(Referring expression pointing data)
________________________

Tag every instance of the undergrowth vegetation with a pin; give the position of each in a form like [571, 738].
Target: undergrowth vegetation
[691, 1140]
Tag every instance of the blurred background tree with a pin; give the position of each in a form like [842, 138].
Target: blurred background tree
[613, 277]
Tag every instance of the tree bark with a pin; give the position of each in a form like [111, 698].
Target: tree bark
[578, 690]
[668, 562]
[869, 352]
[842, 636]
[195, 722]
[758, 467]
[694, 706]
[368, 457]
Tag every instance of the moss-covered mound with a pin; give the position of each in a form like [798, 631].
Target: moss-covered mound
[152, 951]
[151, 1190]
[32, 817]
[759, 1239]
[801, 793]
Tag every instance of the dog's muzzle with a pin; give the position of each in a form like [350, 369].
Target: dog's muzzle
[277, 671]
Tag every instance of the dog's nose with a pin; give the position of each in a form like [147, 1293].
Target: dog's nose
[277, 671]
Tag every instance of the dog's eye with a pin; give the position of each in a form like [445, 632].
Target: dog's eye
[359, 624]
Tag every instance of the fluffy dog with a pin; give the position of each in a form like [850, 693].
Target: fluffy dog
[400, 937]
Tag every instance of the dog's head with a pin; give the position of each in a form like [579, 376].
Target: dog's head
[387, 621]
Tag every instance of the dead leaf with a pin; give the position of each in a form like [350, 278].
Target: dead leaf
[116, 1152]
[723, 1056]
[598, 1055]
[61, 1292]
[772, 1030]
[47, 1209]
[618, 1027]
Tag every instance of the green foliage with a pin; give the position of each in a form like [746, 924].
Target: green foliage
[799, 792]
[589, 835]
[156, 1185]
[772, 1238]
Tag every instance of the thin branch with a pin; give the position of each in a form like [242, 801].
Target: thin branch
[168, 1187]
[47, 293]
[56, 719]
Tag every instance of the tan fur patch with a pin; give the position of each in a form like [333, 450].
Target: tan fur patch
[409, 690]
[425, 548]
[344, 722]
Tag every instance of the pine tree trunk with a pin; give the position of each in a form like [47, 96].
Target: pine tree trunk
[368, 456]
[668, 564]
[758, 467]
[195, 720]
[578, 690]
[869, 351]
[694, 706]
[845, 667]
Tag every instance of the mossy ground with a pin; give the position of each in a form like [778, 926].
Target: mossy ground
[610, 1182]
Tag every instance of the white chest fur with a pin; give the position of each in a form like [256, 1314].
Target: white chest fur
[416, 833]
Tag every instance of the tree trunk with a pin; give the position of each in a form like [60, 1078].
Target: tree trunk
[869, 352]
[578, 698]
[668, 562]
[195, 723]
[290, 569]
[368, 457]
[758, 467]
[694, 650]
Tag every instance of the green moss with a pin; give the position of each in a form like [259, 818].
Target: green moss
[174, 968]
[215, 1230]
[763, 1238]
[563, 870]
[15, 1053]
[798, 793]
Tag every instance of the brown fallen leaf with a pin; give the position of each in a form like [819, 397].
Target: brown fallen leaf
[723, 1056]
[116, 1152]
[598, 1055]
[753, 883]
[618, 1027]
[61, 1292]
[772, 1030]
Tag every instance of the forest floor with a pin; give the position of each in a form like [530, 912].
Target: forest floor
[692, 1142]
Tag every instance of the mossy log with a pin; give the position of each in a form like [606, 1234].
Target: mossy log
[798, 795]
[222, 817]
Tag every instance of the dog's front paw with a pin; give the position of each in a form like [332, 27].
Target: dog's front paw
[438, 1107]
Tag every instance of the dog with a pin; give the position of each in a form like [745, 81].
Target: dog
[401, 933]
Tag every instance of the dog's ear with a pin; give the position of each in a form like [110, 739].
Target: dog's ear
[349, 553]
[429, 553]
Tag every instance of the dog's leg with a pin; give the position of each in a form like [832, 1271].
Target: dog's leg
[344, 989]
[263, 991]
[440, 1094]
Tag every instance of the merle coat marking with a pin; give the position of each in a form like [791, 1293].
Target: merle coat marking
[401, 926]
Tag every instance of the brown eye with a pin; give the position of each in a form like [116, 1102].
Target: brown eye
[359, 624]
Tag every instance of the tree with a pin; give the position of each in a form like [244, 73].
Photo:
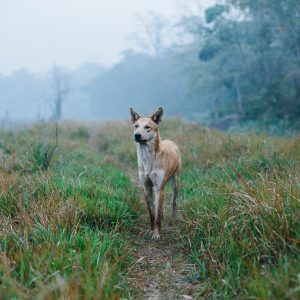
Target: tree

________________________

ACTIVITY →
Copy exactly the stretch of data above from the line with "Tag every instance of the thin" through the line with "Tag every instance of the tree trunk", and omit all other lines.

WRITTEN REPLY →
Tag every instance of the thin branch with a pin; give the position of each in a form like [242, 801].
Target: thin branch
[168, 1187]
[47, 293]
[56, 719]
Tag every instance of the tan fur patch with a pin; give the position of each in a form like [333, 450].
Target: tan fur patch
[409, 690]
[425, 548]
[344, 722]
Tag every instance of the pine tree trunk with a pin; give the position of each in a form like [47, 96].
Target: pine tree trunk
[368, 456]
[668, 564]
[758, 467]
[195, 720]
[578, 690]
[869, 351]
[694, 706]
[845, 667]
Tag every instance of the mossy ground with a pin; give the position of each in a form like [778, 926].
Target: mossy ground
[610, 1182]
Tag every instance of the white chest fur with a pin; give the position of each in a form like [256, 1314].
Target: white chest fur
[416, 833]
Tag every instance of the tree trunk with a pin; give the position of each in a form like [60, 1078].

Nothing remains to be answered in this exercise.